Gather every line in the entries below that contains the word "drum", paying attention to case.

Extracted data:
==============================
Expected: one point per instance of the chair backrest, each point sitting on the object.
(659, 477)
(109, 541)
==============================
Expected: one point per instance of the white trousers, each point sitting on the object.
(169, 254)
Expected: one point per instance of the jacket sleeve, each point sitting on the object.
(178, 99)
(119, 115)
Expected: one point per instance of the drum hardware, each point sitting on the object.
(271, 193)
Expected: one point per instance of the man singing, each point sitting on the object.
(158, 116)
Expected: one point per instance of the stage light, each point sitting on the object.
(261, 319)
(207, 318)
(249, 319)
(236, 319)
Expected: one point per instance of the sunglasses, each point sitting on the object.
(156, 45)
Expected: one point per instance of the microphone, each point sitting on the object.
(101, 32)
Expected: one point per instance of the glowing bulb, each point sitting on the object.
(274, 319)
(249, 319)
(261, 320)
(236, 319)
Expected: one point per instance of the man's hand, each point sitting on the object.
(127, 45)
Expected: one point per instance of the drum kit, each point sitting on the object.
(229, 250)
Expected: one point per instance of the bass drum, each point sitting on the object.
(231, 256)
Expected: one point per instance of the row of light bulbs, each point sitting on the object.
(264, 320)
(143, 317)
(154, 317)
==============================
Response to this task:
Expected: one point per instance of the drum hardware, each point sitting on the object.
Expected: one point per instance of the drum kit, each point sitting on the object.
Expected: one point per instance of the bass drum, each point sitting on the object.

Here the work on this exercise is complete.